# Start of TEXT EXTRACT
Walking behind the woman was a young girl.  She was dressed in a sari made of bright, radiant blues, reds and oranges.  Her clothing was accessorized (old Indian word) with jewelry.  As we passed she clasped her hands in front of her face, bowed her head, and greeted us with Nameste. 

Where were they going? Other than the cluster of very poor small stone houses at Kanol the next town was at least five hours from here over a couple of passes.  What were they going to?  I can only imagine.

Sutol exists in the 1600’s.  In the field next to where we are camping there is an old farmer harvesting his potatoes using two oxen and a single till plow.  His wife walks behind the plow digging through the tilled soil picking up the potatoes and placing them in a sack on her apron.




Farmer and wife harvesting potatoes in Sutol








There entire field was not more than 150 by 100 ft and sat on the side of a small hill.  We were running low on vegetables, so Retan negotiated with them for some fresh new potatoes.  Since I saw nothing exchanged, I can only assume they were a gift.
# End of TEXT EXTRACT
# Start of EXTRACTED INFORMATION
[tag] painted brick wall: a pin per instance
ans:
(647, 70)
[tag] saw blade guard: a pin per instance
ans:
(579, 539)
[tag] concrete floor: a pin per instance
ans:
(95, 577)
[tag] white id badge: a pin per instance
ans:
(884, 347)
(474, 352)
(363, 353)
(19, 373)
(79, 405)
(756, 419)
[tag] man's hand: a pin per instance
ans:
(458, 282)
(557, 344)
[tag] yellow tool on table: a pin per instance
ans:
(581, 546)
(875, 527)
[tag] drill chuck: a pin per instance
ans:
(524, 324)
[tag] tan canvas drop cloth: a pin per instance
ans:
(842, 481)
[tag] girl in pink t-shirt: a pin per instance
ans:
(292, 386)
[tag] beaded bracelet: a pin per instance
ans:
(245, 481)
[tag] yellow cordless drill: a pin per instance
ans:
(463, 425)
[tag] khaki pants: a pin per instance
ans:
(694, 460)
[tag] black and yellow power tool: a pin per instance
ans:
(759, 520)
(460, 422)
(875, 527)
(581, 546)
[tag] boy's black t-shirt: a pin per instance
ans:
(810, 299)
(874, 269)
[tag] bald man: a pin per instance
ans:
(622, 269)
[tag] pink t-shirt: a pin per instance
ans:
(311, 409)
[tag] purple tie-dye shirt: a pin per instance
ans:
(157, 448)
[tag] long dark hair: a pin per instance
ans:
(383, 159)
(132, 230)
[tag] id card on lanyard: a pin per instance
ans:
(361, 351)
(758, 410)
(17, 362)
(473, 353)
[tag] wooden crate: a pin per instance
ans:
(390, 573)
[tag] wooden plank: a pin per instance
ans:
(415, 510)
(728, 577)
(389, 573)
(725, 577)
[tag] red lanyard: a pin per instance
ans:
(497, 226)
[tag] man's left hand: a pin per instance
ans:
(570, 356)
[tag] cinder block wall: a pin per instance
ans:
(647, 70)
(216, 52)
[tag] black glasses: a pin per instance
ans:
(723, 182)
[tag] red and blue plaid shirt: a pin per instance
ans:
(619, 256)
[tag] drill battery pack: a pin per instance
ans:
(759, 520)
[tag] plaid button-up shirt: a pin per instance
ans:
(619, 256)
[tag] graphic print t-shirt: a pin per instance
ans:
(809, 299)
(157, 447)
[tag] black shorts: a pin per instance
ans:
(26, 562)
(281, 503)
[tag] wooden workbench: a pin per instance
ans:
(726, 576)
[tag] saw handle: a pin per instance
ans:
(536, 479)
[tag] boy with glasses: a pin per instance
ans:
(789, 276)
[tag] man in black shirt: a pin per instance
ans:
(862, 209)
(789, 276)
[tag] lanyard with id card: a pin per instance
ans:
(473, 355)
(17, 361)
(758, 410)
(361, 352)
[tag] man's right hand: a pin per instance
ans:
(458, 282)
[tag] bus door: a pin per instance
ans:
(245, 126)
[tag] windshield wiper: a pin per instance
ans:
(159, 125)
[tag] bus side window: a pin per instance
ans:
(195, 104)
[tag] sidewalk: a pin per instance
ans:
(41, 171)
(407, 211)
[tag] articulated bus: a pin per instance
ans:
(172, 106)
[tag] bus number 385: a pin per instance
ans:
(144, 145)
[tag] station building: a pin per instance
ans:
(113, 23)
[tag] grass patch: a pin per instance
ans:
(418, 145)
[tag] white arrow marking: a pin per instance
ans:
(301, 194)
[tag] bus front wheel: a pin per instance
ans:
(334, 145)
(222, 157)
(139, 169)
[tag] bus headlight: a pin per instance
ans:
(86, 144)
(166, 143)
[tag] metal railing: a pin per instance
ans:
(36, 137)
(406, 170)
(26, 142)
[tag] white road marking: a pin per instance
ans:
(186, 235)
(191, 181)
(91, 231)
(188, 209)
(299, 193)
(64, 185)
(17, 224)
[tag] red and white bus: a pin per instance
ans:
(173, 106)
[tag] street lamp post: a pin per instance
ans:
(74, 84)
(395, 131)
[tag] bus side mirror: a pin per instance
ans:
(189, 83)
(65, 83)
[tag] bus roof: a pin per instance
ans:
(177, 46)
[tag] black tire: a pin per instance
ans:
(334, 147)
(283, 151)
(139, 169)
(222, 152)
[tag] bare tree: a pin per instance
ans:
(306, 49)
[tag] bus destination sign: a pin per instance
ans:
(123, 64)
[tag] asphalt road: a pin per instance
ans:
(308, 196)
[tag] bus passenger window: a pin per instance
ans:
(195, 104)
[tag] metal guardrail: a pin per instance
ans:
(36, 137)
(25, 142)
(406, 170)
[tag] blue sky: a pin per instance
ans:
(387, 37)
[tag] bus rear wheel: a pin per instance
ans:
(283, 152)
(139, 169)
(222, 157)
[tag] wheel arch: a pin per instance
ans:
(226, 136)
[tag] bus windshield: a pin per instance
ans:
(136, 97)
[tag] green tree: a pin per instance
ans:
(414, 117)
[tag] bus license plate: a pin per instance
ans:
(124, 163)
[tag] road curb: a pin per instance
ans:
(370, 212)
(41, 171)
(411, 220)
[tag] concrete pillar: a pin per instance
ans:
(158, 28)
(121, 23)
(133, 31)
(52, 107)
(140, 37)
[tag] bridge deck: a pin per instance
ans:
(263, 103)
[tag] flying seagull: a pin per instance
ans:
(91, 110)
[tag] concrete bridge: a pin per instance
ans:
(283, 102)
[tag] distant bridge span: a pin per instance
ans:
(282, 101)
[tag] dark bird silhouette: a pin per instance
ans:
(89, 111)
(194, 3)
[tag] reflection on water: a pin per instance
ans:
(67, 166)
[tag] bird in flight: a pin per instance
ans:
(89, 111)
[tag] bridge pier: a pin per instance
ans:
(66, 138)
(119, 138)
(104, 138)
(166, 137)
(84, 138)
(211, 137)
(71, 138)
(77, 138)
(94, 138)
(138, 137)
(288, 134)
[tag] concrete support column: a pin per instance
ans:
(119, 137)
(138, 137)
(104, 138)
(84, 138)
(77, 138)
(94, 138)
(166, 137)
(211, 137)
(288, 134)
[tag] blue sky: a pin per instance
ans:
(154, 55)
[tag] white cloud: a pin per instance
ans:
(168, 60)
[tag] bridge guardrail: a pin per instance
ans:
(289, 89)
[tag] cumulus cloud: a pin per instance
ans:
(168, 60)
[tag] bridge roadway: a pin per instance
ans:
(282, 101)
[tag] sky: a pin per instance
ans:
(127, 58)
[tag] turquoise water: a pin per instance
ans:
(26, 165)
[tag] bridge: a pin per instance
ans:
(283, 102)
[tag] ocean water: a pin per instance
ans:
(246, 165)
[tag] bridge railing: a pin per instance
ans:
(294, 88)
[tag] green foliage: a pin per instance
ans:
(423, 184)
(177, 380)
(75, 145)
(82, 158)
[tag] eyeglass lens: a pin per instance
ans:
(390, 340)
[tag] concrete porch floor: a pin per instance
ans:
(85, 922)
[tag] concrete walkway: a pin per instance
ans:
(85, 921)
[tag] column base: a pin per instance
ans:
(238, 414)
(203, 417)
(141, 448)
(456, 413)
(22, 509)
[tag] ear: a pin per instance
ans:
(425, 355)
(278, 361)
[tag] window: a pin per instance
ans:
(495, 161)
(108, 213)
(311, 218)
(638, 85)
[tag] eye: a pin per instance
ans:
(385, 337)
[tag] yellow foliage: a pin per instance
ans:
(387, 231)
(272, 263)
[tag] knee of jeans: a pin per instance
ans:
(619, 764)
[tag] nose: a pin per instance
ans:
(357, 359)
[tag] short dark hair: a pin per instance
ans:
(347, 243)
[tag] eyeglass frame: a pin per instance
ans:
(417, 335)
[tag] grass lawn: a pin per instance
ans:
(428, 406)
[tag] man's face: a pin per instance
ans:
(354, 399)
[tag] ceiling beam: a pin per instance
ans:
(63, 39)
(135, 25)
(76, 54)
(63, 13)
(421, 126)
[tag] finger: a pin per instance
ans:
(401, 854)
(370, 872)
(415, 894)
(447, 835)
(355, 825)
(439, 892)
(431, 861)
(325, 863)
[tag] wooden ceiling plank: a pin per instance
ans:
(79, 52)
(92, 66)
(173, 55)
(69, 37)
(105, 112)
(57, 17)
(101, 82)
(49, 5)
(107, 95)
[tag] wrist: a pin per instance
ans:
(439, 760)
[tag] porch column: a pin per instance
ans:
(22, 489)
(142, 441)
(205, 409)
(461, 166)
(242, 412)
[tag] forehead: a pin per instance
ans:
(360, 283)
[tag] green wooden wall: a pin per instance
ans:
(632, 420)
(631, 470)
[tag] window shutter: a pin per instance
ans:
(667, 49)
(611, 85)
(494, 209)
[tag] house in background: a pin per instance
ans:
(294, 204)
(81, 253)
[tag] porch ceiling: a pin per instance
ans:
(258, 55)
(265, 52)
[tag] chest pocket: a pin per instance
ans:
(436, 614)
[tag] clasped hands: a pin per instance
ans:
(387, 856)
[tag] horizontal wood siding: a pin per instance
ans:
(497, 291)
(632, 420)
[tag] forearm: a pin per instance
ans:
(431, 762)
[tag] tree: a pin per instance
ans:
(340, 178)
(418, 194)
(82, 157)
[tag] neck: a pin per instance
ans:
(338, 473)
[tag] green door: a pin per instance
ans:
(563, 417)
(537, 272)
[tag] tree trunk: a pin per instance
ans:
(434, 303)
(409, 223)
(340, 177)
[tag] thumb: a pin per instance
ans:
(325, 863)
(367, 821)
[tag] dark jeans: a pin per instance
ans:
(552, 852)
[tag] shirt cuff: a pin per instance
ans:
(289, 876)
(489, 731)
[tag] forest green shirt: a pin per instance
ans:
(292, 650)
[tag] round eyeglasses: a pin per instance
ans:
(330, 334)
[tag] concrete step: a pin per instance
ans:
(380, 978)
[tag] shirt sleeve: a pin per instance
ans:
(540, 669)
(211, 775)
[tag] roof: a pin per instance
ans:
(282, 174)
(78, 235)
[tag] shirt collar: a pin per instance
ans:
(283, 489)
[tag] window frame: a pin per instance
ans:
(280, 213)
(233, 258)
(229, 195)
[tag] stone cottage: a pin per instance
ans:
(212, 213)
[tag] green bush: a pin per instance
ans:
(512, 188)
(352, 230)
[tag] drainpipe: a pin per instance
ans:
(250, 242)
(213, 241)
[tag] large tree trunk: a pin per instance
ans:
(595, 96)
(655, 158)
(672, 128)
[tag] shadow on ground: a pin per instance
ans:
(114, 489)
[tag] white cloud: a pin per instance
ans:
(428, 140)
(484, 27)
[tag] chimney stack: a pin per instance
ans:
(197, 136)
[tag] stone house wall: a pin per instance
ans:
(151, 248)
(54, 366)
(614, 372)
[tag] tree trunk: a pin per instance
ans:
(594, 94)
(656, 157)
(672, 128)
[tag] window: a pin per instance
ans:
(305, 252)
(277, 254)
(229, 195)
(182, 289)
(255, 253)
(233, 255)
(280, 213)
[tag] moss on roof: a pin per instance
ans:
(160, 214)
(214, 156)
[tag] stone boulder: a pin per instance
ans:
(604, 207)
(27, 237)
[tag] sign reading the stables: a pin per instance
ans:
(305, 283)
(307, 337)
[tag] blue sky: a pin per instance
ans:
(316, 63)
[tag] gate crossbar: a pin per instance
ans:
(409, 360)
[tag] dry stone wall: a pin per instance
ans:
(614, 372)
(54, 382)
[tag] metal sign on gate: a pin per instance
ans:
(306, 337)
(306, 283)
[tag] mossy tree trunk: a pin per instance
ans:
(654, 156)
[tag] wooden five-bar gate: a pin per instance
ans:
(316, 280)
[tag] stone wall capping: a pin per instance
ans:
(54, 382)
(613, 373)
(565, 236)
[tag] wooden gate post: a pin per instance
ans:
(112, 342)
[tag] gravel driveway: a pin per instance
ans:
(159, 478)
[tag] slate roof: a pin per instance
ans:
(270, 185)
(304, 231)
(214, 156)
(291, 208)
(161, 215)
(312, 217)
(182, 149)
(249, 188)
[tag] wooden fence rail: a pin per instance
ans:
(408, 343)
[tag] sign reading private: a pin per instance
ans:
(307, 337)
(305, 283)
# End of EXTRACTED INFORMATION
▶ TASK SET
1. List the colors of the young girl's sari named in the Sutol travel passage.
2. Swap "passes" for "ridges" in the Sutol travel passage, and write out the part starting with "Where were they" and going on through "can only imagine.".
None of the entries is needed here.

▶ TASK-BY-TASK ANSWERS
1. Blues, reds and oranges.

2.
Where were they going? Other than the cluster of very poor small stone houses at Kanol the next town was at least five hours from here over a couple of ridges.  What were they going to?  I can only imagine.